■ Tasks to carry out:
**a)** Answer these questions about the text on modifying speech synthesis:
(i) Which two interfaces offer the expressive voice features?
(ii) Which attribute must be used with the <express-as> element?
(iii) Which voice does the example HTTP request use?
**b)** Set down, word for word, the part of the text on modifying speech synthesis running from "The features involve" down to "explicit additional tagging.".

How to modify speech synthesis
The expressive neural voices that are available with the IBM Watson® Text to Speech service offer some additional features that are not available with other types of voices: using speaking styles, emphasizing interjections, and emphasizing words. These features are available for both the HTTP and WebSocket interfaces.
The features involve the use of elements of the Speech Synthesis Markup Language (SSML). The descriptions of the features provide information about how they interact with related SSML elements and attributes.
Using speaking styles
The expressive neural voices determine the sentiment of the text from the context of its words and phrases. The speech that they produce, in addition to having a very conversational style, reflects the mood of the text. The expressive voices naturally express gratitude, thankfulness, happiness, empathy, confusion, and other sentiments by default, with no explicit additional tagging.
However, you can embellish the voices' natural tendencies by using the <express-as>
element with the required style
attribute to indicate that all or some of the text is to emphasize specific characteristics.
These characteristics are referred to as speaking styles:
cheerful
- Expresses happiness and good news. The style is upbeat, welcoming, and conveys a positive message.empathetic
- Expresses empathy and compassion. The style has sympathetic undertones, but it is not excessively sorrowful.neutral
- Expresses objectivity and evenness. The style strives for less emotion, and instead conveys a more even and instructional tone.uncertain
- Expresses uncertainty and confusion. The style conveys the feeling of being unsure or in doubt.
In many cases, the effect of the styles is very subtle. In such cases, the differences might not be readily discernible from the default expressive tone. But there are instances where the style can audibly enhance the voices' inherent ability to detect and express emotion. The differences are often detectable only on certain words and phrases.
Expressing speaking styles with SSML
The following HTTP request uses the <express-as>
element with a style
of cheerful
to modify the speaking style of the entire input text. The example uses the en-US_EmmaExpressive
voice.
IBM Cloud
curl -X POST -u "apikey:{apikey}" \
--header "Content-Type: application/json" \
--header "Accept: audio/wav" \
--output full-cheerful-style.wav \
--data "{\"text\":\"<express-as style='cheerful'>Oh, that's good news! I am very happy for you!</express-as>\"}" \
"{url}/v1/synthesize?voice=en-US_EmmaExpressive"

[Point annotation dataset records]
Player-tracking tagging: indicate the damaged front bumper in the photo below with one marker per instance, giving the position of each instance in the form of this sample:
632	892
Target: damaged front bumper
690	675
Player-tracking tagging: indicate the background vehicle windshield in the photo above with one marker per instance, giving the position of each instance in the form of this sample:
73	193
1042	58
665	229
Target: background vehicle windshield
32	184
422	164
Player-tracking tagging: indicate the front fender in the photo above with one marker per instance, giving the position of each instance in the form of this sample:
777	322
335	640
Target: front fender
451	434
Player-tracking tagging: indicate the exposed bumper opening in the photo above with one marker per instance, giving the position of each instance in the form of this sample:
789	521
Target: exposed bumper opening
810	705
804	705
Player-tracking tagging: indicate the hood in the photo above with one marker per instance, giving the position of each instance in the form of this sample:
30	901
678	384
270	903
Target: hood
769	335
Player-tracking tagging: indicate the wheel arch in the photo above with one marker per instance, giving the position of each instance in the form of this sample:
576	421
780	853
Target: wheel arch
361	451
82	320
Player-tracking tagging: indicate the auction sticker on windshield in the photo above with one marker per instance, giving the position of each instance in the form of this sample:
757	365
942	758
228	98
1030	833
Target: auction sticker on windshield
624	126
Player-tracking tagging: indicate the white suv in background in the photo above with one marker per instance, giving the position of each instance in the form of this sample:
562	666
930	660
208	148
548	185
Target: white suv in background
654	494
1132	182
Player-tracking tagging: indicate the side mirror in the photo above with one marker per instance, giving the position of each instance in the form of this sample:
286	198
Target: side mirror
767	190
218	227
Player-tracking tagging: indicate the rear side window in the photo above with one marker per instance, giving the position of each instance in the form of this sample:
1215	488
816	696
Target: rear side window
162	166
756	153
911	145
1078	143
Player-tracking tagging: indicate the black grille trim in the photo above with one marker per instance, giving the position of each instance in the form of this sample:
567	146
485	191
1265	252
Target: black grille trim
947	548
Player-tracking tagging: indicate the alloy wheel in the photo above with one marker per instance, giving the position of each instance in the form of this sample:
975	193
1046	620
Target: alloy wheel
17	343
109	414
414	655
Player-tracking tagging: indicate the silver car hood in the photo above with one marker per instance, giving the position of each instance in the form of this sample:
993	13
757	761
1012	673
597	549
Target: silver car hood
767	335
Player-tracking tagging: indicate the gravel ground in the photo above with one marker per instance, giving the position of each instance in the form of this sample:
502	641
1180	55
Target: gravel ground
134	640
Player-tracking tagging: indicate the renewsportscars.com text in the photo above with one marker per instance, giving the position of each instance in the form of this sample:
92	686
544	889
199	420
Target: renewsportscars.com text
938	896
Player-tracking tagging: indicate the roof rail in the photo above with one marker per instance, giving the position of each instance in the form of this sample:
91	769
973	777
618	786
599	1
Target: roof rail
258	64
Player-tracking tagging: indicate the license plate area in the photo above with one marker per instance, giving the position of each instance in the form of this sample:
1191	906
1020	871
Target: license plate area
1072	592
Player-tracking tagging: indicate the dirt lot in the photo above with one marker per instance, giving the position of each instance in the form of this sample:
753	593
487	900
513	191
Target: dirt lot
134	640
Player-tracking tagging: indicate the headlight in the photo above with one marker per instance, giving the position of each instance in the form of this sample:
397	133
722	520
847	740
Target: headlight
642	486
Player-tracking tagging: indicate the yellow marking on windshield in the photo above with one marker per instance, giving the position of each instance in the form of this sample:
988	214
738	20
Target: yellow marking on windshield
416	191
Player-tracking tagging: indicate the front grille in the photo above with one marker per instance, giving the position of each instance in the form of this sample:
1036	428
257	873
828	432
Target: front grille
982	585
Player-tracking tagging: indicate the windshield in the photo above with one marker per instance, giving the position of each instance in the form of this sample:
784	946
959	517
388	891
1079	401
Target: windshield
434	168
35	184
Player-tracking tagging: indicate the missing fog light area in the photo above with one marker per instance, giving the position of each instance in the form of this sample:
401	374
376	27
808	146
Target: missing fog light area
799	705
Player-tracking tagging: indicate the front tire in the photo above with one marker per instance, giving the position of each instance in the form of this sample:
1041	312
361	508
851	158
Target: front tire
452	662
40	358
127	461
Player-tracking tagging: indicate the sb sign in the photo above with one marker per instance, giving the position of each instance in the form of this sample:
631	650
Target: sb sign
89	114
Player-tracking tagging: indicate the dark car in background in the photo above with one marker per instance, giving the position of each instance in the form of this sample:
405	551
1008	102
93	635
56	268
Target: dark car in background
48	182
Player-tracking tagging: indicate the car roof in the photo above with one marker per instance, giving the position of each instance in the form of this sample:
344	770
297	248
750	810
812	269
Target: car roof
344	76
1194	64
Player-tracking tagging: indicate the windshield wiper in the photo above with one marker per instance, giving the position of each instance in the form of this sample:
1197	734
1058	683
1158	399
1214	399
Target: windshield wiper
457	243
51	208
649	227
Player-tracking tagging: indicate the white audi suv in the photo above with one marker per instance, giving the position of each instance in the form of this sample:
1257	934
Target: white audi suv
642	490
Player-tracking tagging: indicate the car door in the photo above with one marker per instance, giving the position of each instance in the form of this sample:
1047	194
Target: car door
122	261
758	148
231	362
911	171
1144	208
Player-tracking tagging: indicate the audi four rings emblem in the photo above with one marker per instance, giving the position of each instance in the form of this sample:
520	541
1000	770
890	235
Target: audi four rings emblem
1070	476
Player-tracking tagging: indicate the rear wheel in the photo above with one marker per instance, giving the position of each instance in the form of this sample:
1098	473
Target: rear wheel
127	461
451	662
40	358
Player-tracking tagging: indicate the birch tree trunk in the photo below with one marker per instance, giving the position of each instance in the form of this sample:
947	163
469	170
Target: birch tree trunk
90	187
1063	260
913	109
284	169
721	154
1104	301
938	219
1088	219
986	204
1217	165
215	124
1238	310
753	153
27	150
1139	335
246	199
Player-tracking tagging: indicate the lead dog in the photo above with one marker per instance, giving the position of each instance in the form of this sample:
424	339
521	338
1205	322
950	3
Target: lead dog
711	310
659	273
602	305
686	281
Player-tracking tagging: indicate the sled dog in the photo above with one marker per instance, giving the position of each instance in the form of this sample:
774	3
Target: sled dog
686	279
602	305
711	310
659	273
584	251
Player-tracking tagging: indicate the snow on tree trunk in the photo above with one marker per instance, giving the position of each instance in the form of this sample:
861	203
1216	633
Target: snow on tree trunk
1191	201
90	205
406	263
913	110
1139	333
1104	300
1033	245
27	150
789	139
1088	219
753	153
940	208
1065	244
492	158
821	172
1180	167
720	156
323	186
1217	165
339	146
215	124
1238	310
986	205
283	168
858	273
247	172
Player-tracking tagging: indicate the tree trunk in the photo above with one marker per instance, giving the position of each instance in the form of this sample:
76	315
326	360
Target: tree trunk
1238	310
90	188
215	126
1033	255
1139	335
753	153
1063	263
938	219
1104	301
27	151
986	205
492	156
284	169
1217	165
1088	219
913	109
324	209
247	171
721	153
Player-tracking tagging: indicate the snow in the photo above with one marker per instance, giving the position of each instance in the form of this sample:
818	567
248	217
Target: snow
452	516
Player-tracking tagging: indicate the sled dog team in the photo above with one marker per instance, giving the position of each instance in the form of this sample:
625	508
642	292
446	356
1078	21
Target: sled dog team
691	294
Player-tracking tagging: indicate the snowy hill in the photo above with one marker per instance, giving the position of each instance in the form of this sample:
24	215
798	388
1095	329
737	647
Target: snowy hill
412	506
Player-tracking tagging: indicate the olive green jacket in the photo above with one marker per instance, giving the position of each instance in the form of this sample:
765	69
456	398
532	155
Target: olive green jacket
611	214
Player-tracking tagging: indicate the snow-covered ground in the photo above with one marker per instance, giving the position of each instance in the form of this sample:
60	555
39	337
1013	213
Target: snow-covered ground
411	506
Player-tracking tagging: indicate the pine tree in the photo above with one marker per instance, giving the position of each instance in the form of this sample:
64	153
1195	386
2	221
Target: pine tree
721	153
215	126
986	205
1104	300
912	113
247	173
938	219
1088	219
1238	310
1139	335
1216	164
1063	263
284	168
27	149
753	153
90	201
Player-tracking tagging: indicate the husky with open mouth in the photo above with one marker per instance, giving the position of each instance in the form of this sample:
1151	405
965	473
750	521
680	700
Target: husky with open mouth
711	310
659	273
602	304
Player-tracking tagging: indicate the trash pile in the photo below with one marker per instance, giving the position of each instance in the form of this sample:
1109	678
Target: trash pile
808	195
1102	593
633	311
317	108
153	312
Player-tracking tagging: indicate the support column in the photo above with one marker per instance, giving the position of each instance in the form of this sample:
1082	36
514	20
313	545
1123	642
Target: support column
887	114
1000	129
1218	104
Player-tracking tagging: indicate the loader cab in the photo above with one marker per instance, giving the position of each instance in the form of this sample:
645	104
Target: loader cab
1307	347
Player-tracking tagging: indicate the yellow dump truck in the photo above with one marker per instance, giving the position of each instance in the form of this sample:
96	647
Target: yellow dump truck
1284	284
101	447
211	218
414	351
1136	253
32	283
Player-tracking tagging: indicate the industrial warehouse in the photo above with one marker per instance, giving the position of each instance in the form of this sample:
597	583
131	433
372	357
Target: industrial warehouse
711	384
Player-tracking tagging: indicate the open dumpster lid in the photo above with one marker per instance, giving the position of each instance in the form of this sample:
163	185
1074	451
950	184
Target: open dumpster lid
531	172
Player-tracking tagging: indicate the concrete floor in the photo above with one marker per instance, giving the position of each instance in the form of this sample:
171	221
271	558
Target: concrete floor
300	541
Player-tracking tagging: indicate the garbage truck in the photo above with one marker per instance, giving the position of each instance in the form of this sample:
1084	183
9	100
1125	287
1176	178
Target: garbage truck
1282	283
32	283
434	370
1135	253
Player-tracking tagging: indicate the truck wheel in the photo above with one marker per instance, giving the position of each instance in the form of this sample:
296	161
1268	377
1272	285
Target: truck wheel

■ Responses in order:
**a)**
(i) The HTTP and WebSocket interfaces.
(ii) The style attribute.
(iii) The en-US_EmmaExpressive voice.

**b)**
The features involve the use of elements of the Speech Synthesis Markup Language (SSML). The descriptions of the features provide information about how they interact with related SSML elements and attributes.
Using speaking styles
The expressive neural voices determine the sentiment of the text from the context of its words and phrases. The speech that they produce, in addition to having a very conversational style, reflects the mood of the text. The expressive voices naturally express gratitude, thankfulness, happiness, empathy, confusion, and other sentiments by default, with no explicit additional tagging.